## PASSAGE TO READ

· · · · · · ·

Link to individual message.

4. colecmac (a) protonmail.com (colecmac (a) protonmail.com)

> But I just don't see the need to pass this information along to
> applications. What possible legitimate use could they have for it?

I use it for gemlikes, because it's just a really simple way to prevent
spam without having to complicate things with client certs. Client
certs are great, but as you said, it would be a huge hassle to have
to do it for each site.

I providing the IP address is fine, and applications can use it if they
want. Trying to restrict apps from accessing it will give people a false
sense of security, I think.

makeworld

??????? Original Message ???????
On Tuesday, May 26, 2020 1:59 PM, solderpunk <solderpunk at SDF.ORG> wrote:

> On Mon, May 25, 2020 at 07:11:04PM -0400, Sean Conner wrote:
>
> > [b] Mandatory per RFC-3875---the more security conscience of you might
> > not like this, but in that case, I can recommend the value of
> > "127.0.0.1" or "::1"

· · · · · · ·

Answer these questions from the message above:
1. What does the writer use the information for?
2. Who wrote the quoted message dated Tuesday, May 26, 2020?
3. What two values does the footnote marked [b] recommend?

[Point localization data]
· · · · · · ·

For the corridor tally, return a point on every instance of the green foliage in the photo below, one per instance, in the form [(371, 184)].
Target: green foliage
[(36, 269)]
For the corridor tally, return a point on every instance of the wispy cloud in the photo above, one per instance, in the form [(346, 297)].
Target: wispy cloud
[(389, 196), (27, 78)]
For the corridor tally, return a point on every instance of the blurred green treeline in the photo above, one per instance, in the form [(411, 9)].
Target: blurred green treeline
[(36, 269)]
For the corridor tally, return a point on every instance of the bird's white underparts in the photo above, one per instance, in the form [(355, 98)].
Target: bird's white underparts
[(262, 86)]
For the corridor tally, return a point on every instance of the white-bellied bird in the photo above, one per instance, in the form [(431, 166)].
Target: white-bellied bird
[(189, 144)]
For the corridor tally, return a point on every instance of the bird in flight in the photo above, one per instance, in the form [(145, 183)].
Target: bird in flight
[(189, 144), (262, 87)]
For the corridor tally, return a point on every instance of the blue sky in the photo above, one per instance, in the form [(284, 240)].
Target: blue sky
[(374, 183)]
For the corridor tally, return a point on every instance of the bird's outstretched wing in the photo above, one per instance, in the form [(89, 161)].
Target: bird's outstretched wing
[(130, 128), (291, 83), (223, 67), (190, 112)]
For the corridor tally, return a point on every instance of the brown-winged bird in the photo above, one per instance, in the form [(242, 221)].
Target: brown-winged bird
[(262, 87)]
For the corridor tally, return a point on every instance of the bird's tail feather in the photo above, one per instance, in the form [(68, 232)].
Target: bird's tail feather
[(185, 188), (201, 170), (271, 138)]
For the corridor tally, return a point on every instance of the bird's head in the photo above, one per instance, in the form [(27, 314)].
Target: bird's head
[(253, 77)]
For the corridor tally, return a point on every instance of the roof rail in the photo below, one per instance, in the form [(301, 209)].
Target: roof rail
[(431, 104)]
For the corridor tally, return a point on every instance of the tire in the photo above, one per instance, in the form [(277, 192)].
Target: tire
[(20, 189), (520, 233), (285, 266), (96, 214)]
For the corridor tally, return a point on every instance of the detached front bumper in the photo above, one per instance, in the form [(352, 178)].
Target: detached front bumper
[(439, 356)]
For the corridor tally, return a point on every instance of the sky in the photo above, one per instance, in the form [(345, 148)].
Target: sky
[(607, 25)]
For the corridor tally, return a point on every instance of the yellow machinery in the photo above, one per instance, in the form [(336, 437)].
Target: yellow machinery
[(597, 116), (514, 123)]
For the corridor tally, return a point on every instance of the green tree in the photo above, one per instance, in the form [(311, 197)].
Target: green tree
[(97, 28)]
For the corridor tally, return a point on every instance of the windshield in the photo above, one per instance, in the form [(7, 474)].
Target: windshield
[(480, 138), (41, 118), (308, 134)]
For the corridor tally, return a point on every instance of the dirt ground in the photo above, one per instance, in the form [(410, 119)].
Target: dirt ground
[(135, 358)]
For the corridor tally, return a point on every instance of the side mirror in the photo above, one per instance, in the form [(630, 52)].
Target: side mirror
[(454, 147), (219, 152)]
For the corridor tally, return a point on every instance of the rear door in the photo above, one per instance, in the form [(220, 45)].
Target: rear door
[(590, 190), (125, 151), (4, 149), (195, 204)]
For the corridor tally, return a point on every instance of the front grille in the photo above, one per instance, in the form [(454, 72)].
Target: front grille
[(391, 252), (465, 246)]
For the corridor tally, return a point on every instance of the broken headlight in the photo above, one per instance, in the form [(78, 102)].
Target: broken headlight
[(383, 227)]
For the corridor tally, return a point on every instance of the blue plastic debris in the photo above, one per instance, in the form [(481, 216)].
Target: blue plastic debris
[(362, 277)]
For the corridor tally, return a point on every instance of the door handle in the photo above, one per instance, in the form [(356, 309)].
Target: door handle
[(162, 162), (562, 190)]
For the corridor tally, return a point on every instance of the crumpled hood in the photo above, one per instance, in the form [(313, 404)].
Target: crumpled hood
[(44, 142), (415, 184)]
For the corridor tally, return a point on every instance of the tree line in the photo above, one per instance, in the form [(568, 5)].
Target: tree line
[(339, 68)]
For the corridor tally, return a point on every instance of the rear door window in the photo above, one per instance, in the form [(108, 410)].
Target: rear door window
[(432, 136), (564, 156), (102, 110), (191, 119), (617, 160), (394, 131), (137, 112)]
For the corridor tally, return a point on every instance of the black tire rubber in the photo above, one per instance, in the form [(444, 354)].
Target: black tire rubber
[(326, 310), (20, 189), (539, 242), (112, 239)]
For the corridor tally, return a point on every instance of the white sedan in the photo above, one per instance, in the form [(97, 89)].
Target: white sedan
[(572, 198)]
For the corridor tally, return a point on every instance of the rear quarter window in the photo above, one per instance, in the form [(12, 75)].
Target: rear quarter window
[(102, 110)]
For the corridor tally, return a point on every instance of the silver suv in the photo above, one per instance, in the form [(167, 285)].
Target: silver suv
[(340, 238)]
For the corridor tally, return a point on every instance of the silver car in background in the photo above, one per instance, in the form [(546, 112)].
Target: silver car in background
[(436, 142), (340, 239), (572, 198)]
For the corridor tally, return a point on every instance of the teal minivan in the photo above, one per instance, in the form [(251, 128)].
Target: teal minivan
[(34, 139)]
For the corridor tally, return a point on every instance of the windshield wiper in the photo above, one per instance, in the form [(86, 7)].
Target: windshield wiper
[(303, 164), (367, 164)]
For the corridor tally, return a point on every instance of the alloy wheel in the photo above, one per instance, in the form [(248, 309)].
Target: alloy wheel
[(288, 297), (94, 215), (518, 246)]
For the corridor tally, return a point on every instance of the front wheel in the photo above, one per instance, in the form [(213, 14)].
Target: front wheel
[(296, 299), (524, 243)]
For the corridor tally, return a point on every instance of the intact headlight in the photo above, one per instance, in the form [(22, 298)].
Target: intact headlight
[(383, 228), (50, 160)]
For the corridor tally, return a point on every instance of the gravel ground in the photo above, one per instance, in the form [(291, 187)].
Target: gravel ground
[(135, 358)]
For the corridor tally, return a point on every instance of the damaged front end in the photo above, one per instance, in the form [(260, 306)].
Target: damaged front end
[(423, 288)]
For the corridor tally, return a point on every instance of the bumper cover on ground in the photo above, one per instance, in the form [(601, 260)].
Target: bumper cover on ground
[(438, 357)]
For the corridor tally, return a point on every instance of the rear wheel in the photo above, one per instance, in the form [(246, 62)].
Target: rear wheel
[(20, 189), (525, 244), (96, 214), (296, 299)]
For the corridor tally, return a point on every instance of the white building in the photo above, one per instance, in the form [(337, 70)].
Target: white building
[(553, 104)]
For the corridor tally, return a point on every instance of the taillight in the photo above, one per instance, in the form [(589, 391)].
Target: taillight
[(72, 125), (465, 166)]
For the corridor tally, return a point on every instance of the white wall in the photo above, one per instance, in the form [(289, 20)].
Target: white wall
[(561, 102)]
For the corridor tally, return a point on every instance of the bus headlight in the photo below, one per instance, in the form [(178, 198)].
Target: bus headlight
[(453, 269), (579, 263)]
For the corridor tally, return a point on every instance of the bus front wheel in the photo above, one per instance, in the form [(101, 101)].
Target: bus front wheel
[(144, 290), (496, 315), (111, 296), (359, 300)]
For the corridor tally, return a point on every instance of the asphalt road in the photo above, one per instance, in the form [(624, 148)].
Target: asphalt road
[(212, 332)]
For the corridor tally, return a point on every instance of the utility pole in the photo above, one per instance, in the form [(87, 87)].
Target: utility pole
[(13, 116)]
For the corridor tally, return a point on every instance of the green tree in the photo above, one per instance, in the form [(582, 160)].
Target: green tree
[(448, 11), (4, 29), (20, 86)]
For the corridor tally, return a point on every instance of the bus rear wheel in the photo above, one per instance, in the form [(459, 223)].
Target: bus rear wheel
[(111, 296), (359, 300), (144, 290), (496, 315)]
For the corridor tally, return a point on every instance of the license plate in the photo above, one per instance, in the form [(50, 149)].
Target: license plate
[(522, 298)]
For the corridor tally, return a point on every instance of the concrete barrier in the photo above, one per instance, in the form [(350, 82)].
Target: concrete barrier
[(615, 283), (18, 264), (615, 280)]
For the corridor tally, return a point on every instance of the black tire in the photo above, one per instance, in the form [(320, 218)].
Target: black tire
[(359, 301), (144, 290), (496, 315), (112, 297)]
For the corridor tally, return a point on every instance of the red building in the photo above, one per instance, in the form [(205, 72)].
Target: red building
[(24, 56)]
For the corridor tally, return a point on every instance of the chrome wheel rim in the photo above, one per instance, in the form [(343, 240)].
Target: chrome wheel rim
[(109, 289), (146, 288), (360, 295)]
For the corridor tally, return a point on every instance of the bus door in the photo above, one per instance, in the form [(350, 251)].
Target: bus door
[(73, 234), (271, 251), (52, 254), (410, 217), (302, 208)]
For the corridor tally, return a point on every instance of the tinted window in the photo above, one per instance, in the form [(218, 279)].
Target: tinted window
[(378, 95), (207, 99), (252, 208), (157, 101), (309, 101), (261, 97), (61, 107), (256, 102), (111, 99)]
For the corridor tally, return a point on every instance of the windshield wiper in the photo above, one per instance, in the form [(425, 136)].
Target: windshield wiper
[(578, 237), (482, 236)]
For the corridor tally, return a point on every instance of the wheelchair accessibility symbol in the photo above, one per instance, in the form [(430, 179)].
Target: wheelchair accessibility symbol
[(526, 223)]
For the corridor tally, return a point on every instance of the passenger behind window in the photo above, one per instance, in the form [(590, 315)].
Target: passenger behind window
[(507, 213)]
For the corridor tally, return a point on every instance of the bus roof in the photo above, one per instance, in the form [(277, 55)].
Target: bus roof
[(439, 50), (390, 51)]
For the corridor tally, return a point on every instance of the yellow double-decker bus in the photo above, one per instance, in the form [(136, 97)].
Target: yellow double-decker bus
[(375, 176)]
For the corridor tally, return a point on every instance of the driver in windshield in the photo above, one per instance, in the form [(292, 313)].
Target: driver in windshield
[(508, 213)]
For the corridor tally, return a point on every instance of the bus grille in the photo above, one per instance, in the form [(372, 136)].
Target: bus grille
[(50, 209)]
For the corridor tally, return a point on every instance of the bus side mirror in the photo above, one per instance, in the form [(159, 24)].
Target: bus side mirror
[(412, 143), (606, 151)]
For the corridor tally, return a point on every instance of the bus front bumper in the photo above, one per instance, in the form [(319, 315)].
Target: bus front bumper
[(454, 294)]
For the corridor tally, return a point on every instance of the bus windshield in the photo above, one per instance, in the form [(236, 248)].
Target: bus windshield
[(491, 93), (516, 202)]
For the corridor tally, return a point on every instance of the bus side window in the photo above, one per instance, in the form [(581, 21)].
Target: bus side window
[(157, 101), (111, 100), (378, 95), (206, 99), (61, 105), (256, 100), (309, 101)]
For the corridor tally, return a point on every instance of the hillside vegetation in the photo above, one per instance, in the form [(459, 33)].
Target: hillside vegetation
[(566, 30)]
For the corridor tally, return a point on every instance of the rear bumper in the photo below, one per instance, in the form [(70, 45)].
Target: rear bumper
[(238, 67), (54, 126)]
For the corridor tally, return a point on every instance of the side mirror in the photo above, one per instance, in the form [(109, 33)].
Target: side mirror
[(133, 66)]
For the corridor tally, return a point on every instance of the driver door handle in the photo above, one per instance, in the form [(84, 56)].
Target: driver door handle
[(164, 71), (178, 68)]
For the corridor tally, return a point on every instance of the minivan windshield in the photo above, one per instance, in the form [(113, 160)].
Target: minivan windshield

· · · · · · ·

## ANSWER SPACE
1. For gemlikes, as a simple way to prevent spam without needing client certs.
2. solderpunk.
3. "127.0.0.1" or "::1".